• DOCUMENT
__________

Nous sommes forcés de borner à ces réflexions sommaires notre appréciation de la critique très-étudiée et très-détaillée, qui constitue la seconde partie du livre de M. Desdouits.

La troisième partie, qui traite de l’influence de Kant sur ses successeurs, est très-peu développée et contient d’assez graves inexactitudes. Il nous paraît bien hasardé de faire de Beck (p. 391) un disciple sans réserve de Kant, alors qu’il est surtout connu pour sa polémique contre la doctrine de la chose en soi. — M. Desdouits trouve que la critique de Jacobi est absolument concluante contre Kant (p. 402). Nous aurions voulu qu’il se préoccupât un peu de la réponse que Kant faisait à Jacobi et à d’autres dans des opuscules comme les suivants : « Was heisst sich im Denken orientiren», 1786 ; « Qu’est-ce que s’orienter dans la pensée ? », et « Von enim neuerdings erhobenen vornehmen Tone in der Philosophie », 1796 ; « Du ton présomptueux qu’on a récemment pris parmi les philosophes. » — Est-il bien vrai que Herbart représente la réaction platonicienne contre le Kantisme ? Ce rôle n’appartient-il pas plutôt à Schelling et à Hegel ? Ne serait-il pas plus juste de dire que l’originalité de Herbart a été de vouloir concilier Kant et Leibniz, le moi de l’un et la monade de l’autre ? — Pourquoi l’auteur écrit-il Schopenhauer ? Est-il exact de traduire ainsi le titre du grand ouvrage de ce philosophe : « Du monde de la volonté et de la représentation ? » (357). — Enfin, n’est-ce pas un rapprochement forcé que celui qui unit (p. 421) Schopenhauer d’un côté à Hume, de l’autre à Auguste Comte ?

__________

• INFORMATIONS EXTRAITES
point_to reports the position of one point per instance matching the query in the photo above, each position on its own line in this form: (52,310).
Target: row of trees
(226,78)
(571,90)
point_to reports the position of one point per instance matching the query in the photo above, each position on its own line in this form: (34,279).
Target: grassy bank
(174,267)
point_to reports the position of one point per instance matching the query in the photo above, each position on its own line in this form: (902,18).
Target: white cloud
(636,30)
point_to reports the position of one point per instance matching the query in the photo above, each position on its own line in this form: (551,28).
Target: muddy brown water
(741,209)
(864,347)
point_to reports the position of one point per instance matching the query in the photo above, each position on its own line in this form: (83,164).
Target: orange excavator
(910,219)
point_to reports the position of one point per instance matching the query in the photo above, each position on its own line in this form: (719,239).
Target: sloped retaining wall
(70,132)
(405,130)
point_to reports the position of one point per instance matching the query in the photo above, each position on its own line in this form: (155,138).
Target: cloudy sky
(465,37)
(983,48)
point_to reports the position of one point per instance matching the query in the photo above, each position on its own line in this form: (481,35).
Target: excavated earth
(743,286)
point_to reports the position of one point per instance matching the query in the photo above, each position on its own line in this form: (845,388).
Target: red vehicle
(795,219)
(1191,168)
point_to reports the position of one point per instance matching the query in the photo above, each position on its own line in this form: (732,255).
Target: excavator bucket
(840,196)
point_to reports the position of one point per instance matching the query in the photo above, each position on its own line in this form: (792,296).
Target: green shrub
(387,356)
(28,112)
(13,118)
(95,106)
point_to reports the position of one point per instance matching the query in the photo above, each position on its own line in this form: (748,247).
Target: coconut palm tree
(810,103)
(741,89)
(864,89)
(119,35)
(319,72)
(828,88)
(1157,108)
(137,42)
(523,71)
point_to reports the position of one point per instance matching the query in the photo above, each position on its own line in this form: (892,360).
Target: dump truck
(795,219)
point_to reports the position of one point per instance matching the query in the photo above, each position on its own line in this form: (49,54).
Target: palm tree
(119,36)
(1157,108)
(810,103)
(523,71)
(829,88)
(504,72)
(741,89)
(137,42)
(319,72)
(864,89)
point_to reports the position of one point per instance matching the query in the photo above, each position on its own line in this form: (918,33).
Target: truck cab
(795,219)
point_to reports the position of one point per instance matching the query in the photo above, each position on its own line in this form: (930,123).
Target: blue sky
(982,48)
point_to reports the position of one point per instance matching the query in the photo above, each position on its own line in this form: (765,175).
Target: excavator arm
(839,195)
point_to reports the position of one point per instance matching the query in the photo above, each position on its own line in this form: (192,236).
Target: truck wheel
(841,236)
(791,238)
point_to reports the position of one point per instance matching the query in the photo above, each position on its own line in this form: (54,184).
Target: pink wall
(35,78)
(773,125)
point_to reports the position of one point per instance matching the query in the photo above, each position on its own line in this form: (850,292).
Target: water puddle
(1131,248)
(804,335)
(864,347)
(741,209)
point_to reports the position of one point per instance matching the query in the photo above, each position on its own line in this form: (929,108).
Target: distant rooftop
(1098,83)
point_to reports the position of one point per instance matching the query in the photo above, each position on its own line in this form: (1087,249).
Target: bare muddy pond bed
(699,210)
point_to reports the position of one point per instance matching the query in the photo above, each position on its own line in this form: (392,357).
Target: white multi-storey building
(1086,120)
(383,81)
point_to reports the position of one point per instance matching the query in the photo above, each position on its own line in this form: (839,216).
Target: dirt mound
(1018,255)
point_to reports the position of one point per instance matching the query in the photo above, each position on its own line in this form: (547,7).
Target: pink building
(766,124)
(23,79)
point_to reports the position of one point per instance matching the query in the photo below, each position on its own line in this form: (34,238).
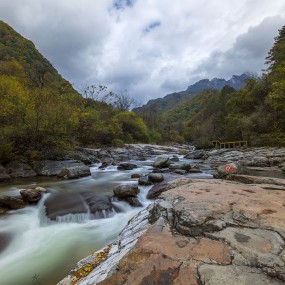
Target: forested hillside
(255,113)
(41,112)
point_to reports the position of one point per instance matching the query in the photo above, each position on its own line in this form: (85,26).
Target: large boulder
(162,161)
(126,190)
(128,193)
(126,166)
(97,203)
(3,174)
(75,172)
(144,180)
(61,204)
(53,168)
(12,202)
(31,195)
(228,169)
(155,177)
(19,169)
(156,190)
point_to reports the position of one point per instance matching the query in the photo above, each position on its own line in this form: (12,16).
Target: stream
(38,251)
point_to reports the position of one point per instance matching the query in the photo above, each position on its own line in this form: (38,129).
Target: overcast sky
(148,47)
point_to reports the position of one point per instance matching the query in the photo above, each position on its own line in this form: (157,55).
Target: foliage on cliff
(255,113)
(40,111)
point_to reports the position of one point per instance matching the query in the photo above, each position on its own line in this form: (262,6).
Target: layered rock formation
(204,232)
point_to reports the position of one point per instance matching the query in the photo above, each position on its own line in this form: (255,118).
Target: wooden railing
(233,144)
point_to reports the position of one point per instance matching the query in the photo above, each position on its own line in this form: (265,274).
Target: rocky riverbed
(203,232)
(218,232)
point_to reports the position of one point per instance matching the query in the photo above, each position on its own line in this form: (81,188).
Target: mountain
(161,105)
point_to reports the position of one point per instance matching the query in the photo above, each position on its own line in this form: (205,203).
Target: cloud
(149,47)
(247,53)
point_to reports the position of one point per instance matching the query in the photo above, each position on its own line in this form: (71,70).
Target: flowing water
(37,251)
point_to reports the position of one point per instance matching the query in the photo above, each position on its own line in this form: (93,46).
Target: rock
(4,176)
(5,239)
(136,175)
(122,244)
(156,190)
(62,204)
(195,169)
(180,171)
(155,177)
(74,172)
(97,203)
(126,166)
(197,154)
(230,168)
(162,161)
(248,179)
(19,169)
(103,165)
(41,189)
(31,195)
(53,168)
(3,209)
(174,158)
(212,232)
(126,190)
(160,170)
(12,202)
(133,201)
(240,275)
(144,180)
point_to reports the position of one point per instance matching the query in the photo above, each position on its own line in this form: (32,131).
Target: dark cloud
(247,54)
(150,48)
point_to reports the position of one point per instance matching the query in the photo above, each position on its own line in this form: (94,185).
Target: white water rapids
(43,252)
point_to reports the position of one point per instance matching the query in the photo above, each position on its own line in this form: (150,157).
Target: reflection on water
(50,250)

__________

• CONSIGNE
Transcrivez le passage du document qui s'ouvre sur les mots contenant « Nous sommes forcés » et se ferme sur « de M. Desdouits. ». Les entrées n'ont aucun rapport avec le document.

• RÉSULTAT
Nous sommes forcés de borner à ces réflexions sommaires notre appréciation de la critique très-étudiée et très-détaillée, qui constitue la seconde partie du livre de M. Desdouits.